_Aim of the exercise_: For each line of the data that includes the word "grass", copy the line.

_Records to use_:
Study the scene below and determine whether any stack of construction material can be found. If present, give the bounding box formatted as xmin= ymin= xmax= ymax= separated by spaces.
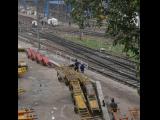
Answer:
xmin=18 ymin=108 xmax=37 ymax=120
xmin=18 ymin=88 xmax=26 ymax=96
xmin=26 ymin=48 xmax=51 ymax=66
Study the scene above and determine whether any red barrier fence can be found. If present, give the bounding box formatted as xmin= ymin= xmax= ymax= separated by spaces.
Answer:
xmin=26 ymin=48 xmax=51 ymax=67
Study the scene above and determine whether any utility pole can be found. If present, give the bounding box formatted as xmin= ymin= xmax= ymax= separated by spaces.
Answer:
xmin=36 ymin=0 xmax=40 ymax=50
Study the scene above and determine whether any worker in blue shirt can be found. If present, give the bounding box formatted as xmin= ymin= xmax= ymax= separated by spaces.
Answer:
xmin=74 ymin=59 xmax=80 ymax=72
xmin=80 ymin=63 xmax=85 ymax=73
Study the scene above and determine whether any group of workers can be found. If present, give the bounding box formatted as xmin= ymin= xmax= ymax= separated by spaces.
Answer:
xmin=70 ymin=59 xmax=86 ymax=73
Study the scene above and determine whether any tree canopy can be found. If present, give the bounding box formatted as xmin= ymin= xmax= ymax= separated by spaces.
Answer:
xmin=64 ymin=0 xmax=140 ymax=76
xmin=64 ymin=0 xmax=107 ymax=29
xmin=107 ymin=0 xmax=140 ymax=76
xmin=107 ymin=0 xmax=140 ymax=56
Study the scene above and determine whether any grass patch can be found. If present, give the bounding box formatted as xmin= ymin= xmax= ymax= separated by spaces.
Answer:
xmin=63 ymin=33 xmax=137 ymax=61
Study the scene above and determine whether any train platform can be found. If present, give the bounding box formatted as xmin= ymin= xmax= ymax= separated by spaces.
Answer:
xmin=18 ymin=38 xmax=140 ymax=119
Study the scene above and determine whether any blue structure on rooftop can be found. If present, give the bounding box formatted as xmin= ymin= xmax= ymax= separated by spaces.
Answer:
xmin=20 ymin=0 xmax=72 ymax=18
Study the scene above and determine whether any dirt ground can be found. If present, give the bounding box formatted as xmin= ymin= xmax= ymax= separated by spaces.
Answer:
xmin=85 ymin=70 xmax=140 ymax=112
xmin=18 ymin=38 xmax=140 ymax=119
xmin=18 ymin=52 xmax=80 ymax=120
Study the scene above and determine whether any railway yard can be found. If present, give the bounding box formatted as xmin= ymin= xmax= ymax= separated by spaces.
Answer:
xmin=18 ymin=4 xmax=140 ymax=120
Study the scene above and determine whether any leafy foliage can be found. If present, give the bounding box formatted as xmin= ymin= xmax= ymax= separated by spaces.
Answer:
xmin=64 ymin=0 xmax=140 ymax=77
xmin=64 ymin=0 xmax=106 ymax=29
xmin=107 ymin=0 xmax=140 ymax=76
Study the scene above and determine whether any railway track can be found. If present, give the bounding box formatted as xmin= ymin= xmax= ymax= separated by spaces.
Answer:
xmin=47 ymin=25 xmax=106 ymax=37
xmin=34 ymin=31 xmax=137 ymax=73
xmin=18 ymin=14 xmax=137 ymax=65
xmin=36 ymin=31 xmax=139 ymax=83
xmin=18 ymin=31 xmax=140 ymax=88
xmin=43 ymin=31 xmax=137 ymax=70
xmin=42 ymin=29 xmax=136 ymax=70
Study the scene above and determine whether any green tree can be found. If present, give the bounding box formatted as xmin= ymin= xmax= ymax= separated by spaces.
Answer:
xmin=64 ymin=0 xmax=106 ymax=40
xmin=65 ymin=0 xmax=87 ymax=40
xmin=107 ymin=0 xmax=140 ymax=77
xmin=64 ymin=0 xmax=140 ymax=77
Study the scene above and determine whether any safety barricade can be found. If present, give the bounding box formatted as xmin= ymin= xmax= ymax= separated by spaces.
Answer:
xmin=29 ymin=48 xmax=37 ymax=60
xmin=26 ymin=48 xmax=89 ymax=70
xmin=35 ymin=52 xmax=43 ymax=63
xmin=41 ymin=55 xmax=50 ymax=66
xmin=26 ymin=48 xmax=32 ymax=59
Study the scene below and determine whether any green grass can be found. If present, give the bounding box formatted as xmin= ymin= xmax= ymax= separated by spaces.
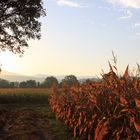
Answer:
xmin=0 ymin=93 xmax=49 ymax=105
xmin=38 ymin=106 xmax=74 ymax=140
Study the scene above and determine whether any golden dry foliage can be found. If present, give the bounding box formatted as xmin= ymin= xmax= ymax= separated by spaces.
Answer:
xmin=49 ymin=65 xmax=140 ymax=140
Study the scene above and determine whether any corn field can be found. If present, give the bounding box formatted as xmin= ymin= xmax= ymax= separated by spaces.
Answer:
xmin=49 ymin=64 xmax=140 ymax=139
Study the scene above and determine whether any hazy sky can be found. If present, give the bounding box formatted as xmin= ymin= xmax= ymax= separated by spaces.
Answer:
xmin=0 ymin=0 xmax=140 ymax=76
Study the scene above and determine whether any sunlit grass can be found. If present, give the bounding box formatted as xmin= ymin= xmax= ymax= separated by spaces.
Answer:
xmin=0 ymin=88 xmax=50 ymax=94
xmin=0 ymin=88 xmax=50 ymax=105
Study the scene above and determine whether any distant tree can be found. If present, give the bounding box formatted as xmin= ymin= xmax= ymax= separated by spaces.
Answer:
xmin=14 ymin=82 xmax=19 ymax=88
xmin=0 ymin=0 xmax=45 ymax=54
xmin=0 ymin=79 xmax=10 ymax=88
xmin=41 ymin=76 xmax=58 ymax=88
xmin=83 ymin=78 xmax=101 ymax=84
xmin=85 ymin=79 xmax=92 ymax=84
xmin=37 ymin=82 xmax=40 ymax=88
xmin=19 ymin=81 xmax=26 ymax=88
xmin=61 ymin=75 xmax=79 ymax=87
xmin=26 ymin=80 xmax=37 ymax=88
xmin=19 ymin=80 xmax=37 ymax=88
xmin=9 ymin=82 xmax=15 ymax=88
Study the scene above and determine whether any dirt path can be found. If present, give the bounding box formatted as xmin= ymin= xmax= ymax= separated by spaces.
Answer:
xmin=0 ymin=108 xmax=55 ymax=140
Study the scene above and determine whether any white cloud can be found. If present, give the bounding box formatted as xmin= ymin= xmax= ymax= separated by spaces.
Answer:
xmin=136 ymin=32 xmax=140 ymax=36
xmin=107 ymin=0 xmax=140 ymax=9
xmin=119 ymin=10 xmax=133 ymax=19
xmin=56 ymin=0 xmax=81 ymax=8
xmin=134 ymin=23 xmax=140 ymax=27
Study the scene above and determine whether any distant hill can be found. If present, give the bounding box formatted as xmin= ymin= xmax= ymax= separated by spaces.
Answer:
xmin=0 ymin=71 xmax=44 ymax=82
xmin=0 ymin=71 xmax=97 ymax=83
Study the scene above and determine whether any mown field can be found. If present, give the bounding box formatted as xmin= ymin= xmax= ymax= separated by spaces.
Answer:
xmin=0 ymin=88 xmax=74 ymax=140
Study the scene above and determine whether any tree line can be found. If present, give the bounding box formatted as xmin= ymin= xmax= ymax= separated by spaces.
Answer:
xmin=0 ymin=75 xmax=85 ymax=88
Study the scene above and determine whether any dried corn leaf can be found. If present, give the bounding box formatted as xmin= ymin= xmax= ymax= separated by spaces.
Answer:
xmin=94 ymin=119 xmax=108 ymax=140
xmin=123 ymin=65 xmax=129 ymax=79
xmin=134 ymin=121 xmax=140 ymax=133
xmin=135 ymin=98 xmax=140 ymax=109
xmin=120 ymin=97 xmax=127 ymax=106
xmin=74 ymin=126 xmax=77 ymax=138
xmin=108 ymin=61 xmax=113 ymax=72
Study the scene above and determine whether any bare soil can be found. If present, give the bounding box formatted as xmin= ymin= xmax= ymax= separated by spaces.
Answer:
xmin=0 ymin=107 xmax=55 ymax=140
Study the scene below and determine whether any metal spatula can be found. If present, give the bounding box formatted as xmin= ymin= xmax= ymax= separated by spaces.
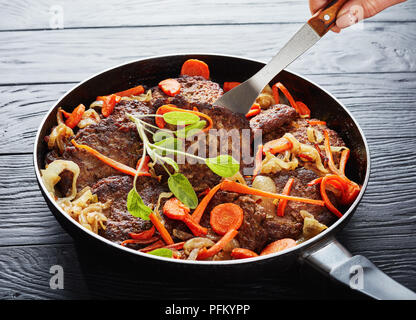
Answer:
xmin=214 ymin=0 xmax=348 ymax=114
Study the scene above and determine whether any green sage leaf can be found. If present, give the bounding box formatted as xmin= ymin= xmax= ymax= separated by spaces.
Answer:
xmin=160 ymin=156 xmax=179 ymax=172
xmin=176 ymin=120 xmax=206 ymax=138
xmin=127 ymin=188 xmax=152 ymax=220
xmin=163 ymin=111 xmax=199 ymax=126
xmin=205 ymin=155 xmax=240 ymax=178
xmin=147 ymin=248 xmax=173 ymax=258
xmin=153 ymin=130 xmax=173 ymax=143
xmin=153 ymin=137 xmax=183 ymax=156
xmin=167 ymin=173 xmax=198 ymax=209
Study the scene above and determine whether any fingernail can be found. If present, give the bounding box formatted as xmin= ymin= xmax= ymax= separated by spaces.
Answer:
xmin=336 ymin=12 xmax=359 ymax=29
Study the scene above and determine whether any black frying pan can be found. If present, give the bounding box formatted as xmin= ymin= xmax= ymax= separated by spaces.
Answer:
xmin=33 ymin=54 xmax=416 ymax=299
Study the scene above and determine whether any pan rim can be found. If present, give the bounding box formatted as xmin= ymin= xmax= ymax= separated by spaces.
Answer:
xmin=33 ymin=52 xmax=371 ymax=265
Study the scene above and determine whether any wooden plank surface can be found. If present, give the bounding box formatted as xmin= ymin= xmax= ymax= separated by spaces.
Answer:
xmin=1 ymin=22 xmax=415 ymax=85
xmin=0 ymin=0 xmax=413 ymax=31
xmin=0 ymin=242 xmax=370 ymax=300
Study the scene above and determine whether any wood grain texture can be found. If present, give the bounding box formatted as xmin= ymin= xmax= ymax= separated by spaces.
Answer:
xmin=0 ymin=242 xmax=370 ymax=300
xmin=0 ymin=22 xmax=415 ymax=85
xmin=1 ymin=73 xmax=415 ymax=154
xmin=0 ymin=0 xmax=413 ymax=31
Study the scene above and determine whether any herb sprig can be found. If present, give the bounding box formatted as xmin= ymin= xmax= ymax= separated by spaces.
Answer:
xmin=126 ymin=110 xmax=240 ymax=218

_Answer for this exercise_:
Study the scene above and determine whether any grass patch can be found. If present, give the bounding box formatted as xmin= ymin= xmax= ymax= separated by spaces.
Study the scene below and determine whether any green grass can be found. If present, give the bounding box formatted as xmin= ymin= xmax= ymax= separated by spaces.
Study the scene above and determine whether any sunlit grass can be found. If present, give the bounding box formatted as xmin= ymin= xmax= ymax= separated by spaces.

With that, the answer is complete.